— start —

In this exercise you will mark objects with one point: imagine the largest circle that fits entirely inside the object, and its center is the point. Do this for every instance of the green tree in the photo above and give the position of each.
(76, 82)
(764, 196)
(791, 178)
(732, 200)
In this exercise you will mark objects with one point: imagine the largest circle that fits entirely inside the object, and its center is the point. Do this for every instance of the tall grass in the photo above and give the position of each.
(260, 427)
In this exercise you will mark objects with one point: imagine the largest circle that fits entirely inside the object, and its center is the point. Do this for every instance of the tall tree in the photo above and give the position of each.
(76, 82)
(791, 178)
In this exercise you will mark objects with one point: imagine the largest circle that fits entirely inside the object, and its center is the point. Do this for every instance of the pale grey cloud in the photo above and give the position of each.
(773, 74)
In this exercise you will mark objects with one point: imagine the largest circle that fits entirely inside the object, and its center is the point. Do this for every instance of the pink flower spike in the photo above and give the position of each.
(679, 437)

— end —
— start —

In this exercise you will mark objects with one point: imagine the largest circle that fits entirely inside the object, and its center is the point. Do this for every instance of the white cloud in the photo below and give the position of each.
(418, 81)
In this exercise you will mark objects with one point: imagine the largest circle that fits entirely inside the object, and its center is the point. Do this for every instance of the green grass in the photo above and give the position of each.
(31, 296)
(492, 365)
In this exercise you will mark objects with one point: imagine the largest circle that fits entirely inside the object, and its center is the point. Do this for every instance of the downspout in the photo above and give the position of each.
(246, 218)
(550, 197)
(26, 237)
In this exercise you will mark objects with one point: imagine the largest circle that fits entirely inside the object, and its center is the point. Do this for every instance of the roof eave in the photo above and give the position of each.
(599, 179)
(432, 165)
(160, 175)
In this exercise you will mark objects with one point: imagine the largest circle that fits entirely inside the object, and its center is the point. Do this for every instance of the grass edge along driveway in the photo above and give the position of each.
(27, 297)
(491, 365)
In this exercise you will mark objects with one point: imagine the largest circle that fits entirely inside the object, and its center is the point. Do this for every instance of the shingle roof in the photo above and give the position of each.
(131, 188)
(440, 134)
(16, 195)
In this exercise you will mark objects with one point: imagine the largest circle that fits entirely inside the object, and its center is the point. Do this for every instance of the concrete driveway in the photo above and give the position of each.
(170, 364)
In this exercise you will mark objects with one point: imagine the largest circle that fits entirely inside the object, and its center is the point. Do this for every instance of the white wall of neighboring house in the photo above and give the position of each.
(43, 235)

— end —

How many lines of the material above contain the word "house"? Reply with only the number.

Written answer »
1